**EXERCISE DETAILS**
Copy out each line in the material below that has the word "puppy".
--
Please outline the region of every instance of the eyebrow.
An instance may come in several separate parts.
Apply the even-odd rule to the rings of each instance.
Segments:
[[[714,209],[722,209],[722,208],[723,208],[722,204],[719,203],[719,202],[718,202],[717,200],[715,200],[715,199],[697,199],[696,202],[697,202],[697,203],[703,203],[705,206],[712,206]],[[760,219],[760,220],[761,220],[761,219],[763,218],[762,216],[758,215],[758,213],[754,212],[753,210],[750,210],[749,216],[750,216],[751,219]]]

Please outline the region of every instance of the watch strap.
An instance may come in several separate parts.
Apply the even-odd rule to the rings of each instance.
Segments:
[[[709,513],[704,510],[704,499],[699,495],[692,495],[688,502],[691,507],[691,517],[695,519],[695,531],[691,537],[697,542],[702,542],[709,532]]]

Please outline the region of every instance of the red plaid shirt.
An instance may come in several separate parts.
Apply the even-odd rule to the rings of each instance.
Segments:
--
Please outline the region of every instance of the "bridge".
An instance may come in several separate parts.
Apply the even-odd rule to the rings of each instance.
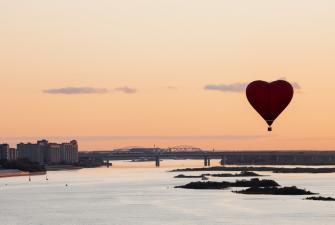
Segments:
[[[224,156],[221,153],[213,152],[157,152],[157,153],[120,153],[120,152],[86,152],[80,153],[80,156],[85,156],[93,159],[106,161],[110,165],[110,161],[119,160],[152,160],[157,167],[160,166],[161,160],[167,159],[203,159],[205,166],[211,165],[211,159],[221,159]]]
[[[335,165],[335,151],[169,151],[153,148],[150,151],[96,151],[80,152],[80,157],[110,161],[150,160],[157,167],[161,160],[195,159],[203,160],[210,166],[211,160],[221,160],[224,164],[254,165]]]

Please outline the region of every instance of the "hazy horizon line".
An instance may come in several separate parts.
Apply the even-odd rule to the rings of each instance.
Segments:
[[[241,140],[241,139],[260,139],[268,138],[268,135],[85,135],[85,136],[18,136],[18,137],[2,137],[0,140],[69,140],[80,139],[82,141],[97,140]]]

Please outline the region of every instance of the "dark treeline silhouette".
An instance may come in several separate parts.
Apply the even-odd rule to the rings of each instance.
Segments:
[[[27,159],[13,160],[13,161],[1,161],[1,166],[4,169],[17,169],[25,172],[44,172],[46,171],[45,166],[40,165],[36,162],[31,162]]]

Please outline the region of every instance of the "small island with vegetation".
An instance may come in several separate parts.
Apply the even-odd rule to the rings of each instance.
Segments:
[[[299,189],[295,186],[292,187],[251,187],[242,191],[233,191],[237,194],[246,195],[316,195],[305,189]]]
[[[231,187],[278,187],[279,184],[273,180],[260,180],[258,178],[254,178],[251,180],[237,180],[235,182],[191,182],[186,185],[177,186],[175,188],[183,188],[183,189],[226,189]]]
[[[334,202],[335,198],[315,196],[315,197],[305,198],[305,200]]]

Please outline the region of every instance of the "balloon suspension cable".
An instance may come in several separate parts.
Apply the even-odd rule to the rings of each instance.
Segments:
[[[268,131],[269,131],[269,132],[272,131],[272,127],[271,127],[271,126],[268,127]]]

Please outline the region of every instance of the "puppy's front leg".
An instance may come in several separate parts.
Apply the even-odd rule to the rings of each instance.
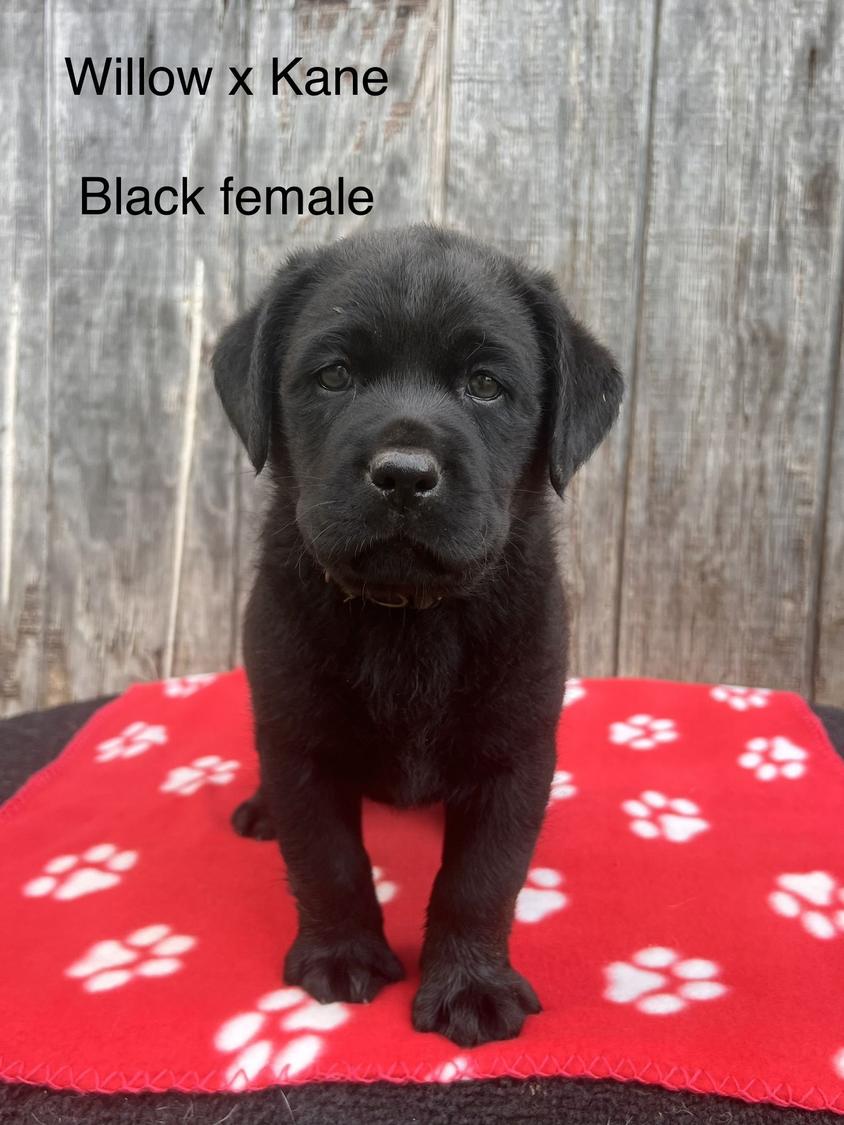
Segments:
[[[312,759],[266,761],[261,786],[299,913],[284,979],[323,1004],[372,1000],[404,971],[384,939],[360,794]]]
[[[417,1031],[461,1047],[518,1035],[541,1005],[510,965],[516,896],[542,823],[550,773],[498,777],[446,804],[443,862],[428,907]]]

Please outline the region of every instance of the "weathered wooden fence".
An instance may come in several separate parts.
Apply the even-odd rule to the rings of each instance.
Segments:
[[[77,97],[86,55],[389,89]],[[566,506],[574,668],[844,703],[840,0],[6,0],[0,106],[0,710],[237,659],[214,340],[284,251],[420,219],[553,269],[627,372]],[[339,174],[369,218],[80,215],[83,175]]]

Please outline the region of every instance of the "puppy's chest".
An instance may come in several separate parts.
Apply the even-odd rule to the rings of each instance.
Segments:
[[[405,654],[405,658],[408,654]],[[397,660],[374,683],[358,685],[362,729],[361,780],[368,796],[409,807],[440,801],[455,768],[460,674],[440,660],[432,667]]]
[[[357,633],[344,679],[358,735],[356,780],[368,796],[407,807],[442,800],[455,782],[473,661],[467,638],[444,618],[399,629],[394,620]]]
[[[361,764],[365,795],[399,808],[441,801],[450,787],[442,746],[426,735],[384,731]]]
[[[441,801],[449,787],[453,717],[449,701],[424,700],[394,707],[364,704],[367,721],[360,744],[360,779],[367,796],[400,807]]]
--
**SOLUTION**
Please outline the region of every instance of the "puppy's front leg".
Please outline the region of every instance of the "puppy's chest".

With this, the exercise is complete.